■ Page ■
In Python, a list is a versatile collection of objects that allows for duplicates. But sometimes it is necessary to make the list unique to streamline our data or perform certain operations. Here, we are going to study the multiple ways to remove duplicates from the list in Python. So, let's get started!
Why Remove Duplicates from the List?
A Python list is a built-in data structure to store a collection of items. It is written as the list of comma-separated values inside the square bracket. The most important advantage of it is that the elements inside the list are not compulsorily of the same data type. Learn more about printing lists in Python to understand the concept better.
Now there are several reasons to remove duplicates from a list. Duplicates in a list can take up unnecessary space and decrease performance. Additionally, it can lead to confusion and errors if you're using the list for certain operations. So, removing duplicates will make the data more accurate for better analysis.

■ Entries provided ■
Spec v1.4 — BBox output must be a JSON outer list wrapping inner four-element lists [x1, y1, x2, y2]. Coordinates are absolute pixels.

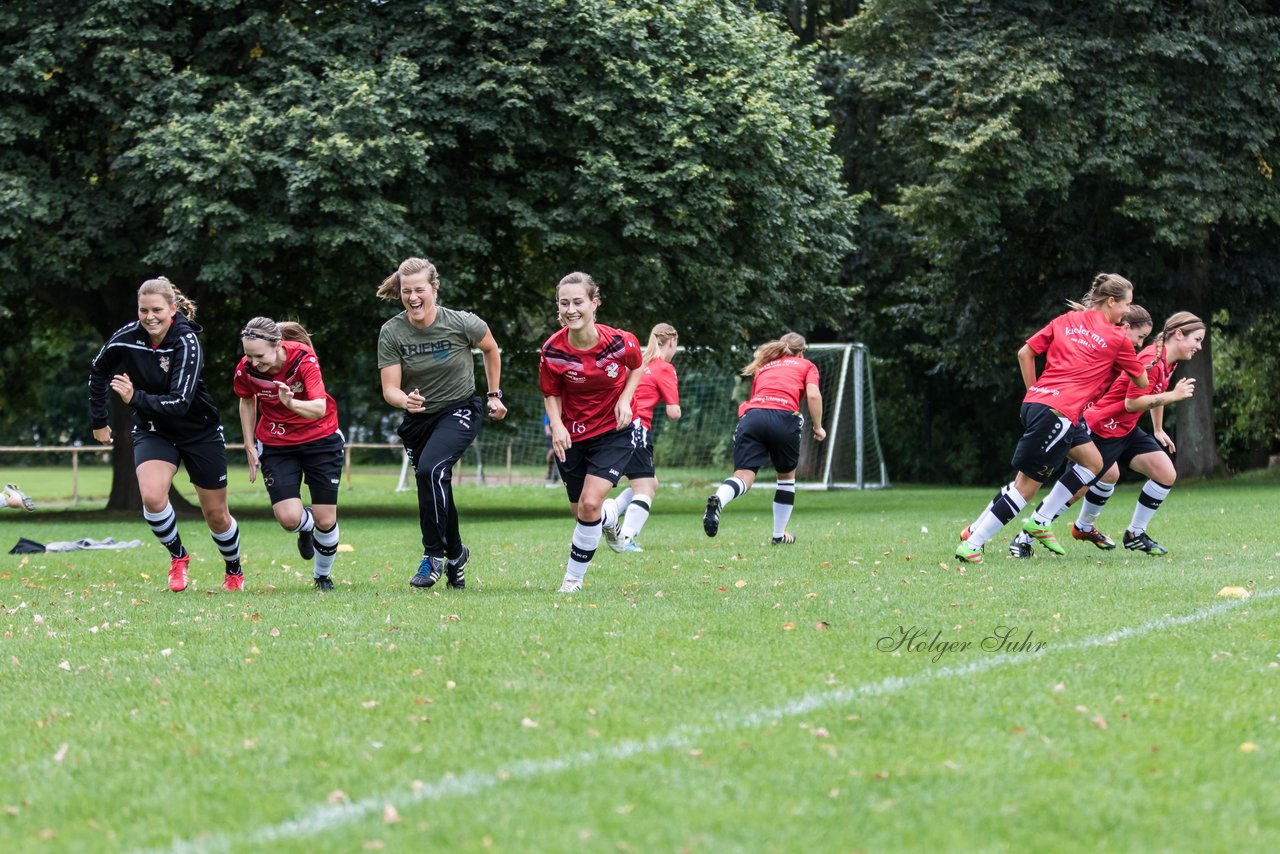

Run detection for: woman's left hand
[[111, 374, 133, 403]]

---

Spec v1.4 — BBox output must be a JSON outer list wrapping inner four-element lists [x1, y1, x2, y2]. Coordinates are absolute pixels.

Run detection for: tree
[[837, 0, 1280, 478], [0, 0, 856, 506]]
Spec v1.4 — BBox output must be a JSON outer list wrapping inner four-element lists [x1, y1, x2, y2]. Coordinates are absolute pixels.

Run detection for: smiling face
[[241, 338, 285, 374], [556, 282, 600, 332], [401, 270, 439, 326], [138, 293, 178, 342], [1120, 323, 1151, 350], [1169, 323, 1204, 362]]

...

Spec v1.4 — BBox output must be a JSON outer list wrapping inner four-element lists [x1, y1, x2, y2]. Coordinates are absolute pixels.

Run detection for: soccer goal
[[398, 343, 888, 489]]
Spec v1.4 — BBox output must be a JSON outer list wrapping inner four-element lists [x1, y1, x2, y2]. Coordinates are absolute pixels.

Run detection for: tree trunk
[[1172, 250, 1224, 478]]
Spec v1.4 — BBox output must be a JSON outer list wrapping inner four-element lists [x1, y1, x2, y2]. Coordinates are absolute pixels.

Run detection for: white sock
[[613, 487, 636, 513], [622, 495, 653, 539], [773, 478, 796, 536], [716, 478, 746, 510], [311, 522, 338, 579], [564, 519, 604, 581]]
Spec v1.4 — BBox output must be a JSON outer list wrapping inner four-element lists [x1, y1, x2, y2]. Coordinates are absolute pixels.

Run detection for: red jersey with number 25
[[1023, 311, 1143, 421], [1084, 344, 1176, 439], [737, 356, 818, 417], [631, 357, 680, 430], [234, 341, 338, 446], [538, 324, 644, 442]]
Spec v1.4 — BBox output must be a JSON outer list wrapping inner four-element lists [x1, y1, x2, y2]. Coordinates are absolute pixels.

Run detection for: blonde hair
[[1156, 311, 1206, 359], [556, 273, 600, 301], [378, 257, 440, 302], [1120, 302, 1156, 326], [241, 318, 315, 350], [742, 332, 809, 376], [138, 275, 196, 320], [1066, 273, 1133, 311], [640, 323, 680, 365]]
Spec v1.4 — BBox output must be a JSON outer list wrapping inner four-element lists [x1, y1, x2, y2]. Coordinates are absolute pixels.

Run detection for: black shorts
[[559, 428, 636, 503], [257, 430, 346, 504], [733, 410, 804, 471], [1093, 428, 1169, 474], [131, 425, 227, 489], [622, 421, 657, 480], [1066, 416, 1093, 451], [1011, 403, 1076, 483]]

■ Stated exercise 1 ■
Quote the whole page on removing duplicates from Python lists word for word.
■ Stated exercise 2 ■
How many lines of the rows contain the string "tree", with case counting? Reply with only the number.

■ Expected answer 1 ■
In Python, a list is a versatile collection of objects that allows for duplicates. But sometimes it is necessary to make the list unique to streamline our data or perform certain operations. Here, we are going to study the multiple ways to remove duplicates from the list in Python. So, let's get started!
Why Remove Duplicates from the List?
A Python list is a built-in data structure to store a collection of items. It is written as the list of comma-separated values inside the square bracket. The most important advantage of it is that the elements inside the list are not compulsorily of the same data type. Learn more about printing lists in Python to understand the concept better.
Now there are several reasons to remove duplicates from a list. Duplicates in a list can take up unnecessary space and decrease performance. Additionally, it can lead to confusion and errors if you're using the list for certain operations. So, removing duplicates will make the data more accurate for better analysis.

■ Expected answer 2 ■
2